▶
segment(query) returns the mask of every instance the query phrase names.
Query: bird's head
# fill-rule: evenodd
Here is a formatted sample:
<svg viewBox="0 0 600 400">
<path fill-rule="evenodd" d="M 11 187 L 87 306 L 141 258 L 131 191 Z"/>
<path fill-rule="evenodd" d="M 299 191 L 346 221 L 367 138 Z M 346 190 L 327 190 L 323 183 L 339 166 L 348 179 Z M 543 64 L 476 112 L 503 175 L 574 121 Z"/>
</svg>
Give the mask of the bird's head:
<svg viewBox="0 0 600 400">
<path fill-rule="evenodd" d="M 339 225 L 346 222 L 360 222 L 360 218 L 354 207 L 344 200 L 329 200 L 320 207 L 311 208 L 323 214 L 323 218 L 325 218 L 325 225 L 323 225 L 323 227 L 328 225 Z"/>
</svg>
◀
Which lines in the data above contain the word "rule"? Report every such line in full, matching case exactly.

Answer for this exercise:
# fill-rule: evenodd
<path fill-rule="evenodd" d="M 11 187 L 87 306 L 141 258 L 131 191 Z"/>
<path fill-rule="evenodd" d="M 299 191 L 346 221 L 367 138 Z M 346 190 L 327 190 L 323 183 L 339 166 L 348 179 Z M 543 64 L 476 112 L 503 175 L 574 121 Z"/>
<path fill-rule="evenodd" d="M 339 225 L 346 222 L 360 222 L 360 218 L 354 207 L 344 200 L 329 200 L 320 207 L 311 208 L 323 214 L 323 218 L 325 218 L 325 225 L 323 225 L 323 227 L 328 225 Z"/>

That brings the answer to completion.